━━ The data ━━

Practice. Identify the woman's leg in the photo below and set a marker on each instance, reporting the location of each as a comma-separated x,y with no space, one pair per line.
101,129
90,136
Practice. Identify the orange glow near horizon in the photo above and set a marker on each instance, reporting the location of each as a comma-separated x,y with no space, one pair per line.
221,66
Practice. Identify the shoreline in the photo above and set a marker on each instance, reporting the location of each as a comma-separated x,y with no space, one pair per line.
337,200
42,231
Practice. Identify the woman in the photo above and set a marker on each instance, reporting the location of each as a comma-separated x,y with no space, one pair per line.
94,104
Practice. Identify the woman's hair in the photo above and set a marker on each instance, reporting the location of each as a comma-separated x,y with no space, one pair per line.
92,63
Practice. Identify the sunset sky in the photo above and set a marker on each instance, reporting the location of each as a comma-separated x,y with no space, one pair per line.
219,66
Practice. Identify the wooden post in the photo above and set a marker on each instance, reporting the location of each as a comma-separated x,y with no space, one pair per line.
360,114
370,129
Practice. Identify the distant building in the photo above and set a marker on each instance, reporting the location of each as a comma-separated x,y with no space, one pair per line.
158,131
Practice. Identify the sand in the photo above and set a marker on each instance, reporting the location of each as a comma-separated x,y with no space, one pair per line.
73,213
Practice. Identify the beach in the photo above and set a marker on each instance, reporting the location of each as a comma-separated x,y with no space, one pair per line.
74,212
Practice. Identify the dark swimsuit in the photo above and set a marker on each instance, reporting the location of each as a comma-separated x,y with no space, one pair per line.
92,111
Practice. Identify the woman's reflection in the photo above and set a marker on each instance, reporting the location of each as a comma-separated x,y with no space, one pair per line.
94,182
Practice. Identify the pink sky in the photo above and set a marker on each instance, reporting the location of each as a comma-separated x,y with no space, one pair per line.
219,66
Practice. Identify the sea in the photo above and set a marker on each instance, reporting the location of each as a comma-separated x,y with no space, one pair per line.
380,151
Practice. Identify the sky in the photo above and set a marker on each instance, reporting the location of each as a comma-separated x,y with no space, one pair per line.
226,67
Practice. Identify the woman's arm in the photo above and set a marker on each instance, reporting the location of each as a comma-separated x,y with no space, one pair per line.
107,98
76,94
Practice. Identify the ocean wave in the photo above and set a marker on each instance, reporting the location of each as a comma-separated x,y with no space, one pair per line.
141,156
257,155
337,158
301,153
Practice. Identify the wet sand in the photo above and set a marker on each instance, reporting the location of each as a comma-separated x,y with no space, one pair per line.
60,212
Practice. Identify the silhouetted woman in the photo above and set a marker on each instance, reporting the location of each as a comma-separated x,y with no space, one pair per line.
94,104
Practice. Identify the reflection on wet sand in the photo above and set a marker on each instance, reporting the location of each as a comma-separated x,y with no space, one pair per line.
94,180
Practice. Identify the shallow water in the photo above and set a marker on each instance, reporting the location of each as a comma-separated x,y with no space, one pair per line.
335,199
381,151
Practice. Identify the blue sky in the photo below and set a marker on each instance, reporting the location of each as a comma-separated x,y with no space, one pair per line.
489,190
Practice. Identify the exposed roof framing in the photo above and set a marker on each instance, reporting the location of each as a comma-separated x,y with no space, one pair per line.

━━━

What you will do:
All lines in the material are to be returned exactly.

Output:
Practice. Identify the woman's leg in the photo below and set a marker on each instance, reporting the location of each as a comma-separated x,y with no space, one pair per line.
101,129
90,136
Practice. Identify the orange glow near horizon in the photo above and set a marker on each instance, reporting the location of each as a comma-separated x,y with no space, one pair per line.
221,66
Practice. Identify the shoreline in the photo above and set a marker on each instance, reporting the location of each as a comma-separated x,y with no space, one pair per line.
337,200
42,231
Practice. Identify the woman in the photo above and set a marker on each instance, reporting the location of each as a comma-separated x,y with no space, one pair per line.
94,104
Practice. Identify the woman's hair in the photo above and set a marker on each instance, reporting the location of each as a comma-separated x,y with no space, one pair per line.
92,63
Practice. Identify the sunset sky in the photo above and set a marker on each instance, reporting the location of each as a comma-separated x,y with no space, one pair per line.
219,66
Practice. Identify the wooden post in the photo above and set a marker on each instance, reporting the location of each as a comma-separated x,y with no space, one pair per line.
360,114
370,129
Practice. Identify the distant building in the photo above and set a marker on each instance, reporting the location of each as a comma-separated x,y with no space, one pair per line.
158,131
Practice. Identify the sand in the photo above and set a marker on each instance, reporting the location of each as a comma-separated x,y with no space, one pair per line.
73,213
Practice. Identify the beach in the photo above and set a marker on each instance, reporting the location of each as a comma-separated x,y with no space, one pair per line.
74,212
Practice. Identify the dark swimsuit in the photo above and set a marker on each instance, reporting the location of each as a comma-separated x,y with no space, one pair per line.
92,111
Practice. Identify the woman's reflection in the photo above and set a marker on each instance, reporting the location of each as a comma-separated x,y with no space, one pair per line.
94,182
Practice. Identify the pink sky in the photo above and set a marker on each instance, reporting the location of each as a comma-separated x,y with no space, one pair per line.
219,66
Practice. Identify the sea in the photo above and set a marker on each instance, reporting the location of each as a comma-separated x,y with no space, one pair per line.
380,151
Practice. Identify the sky in the photo above and set a marker on each instance, reporting the location of each as a comma-separated x,y with no space, one pair per line.
226,67
Practice. Identify the woman's arm in the photo above and set a marker on each instance, reporting the location of each as a comma-separated x,y with no space, one pair per line.
107,98
76,94
Practice. Identify the ocean wave in the photo above and set a marker on each instance, reporting the location of each as a comma-separated x,y with no space, one pair per line.
141,156
257,155
337,158
301,153
Practice. Identify the wet sand in the photo above and set a marker on each instance, reporting the location of each as a comma-separated x,y with no space, one pair per line.
60,212
Practice. Identify the silhouetted woman in the photo above and set a marker on each instance, reporting the location of each as a comma-separated x,y with no space, one pair per line.
94,104
Practice. Identify the reflection on wet sand in the photo above and set a marker on each instance, reporting the location of each as a comma-separated x,y with no space, one pair per line.
94,180
Practice. Identify the shallow water in the photo above and set a marker on each instance, reporting the location of each as a comma-separated x,y with no space, one pair per line.
335,199
381,151
Practice. Identify the blue sky in the photo below and set a marker on each instance, reporting the location of each as a comma-separated x,y with no space, one pair per line.
489,190
Practice. Identify the exposed roof framing in the photo above and set a marker on each instance, reporting the location of each as a comma-separated x,y with no space, one pair per line.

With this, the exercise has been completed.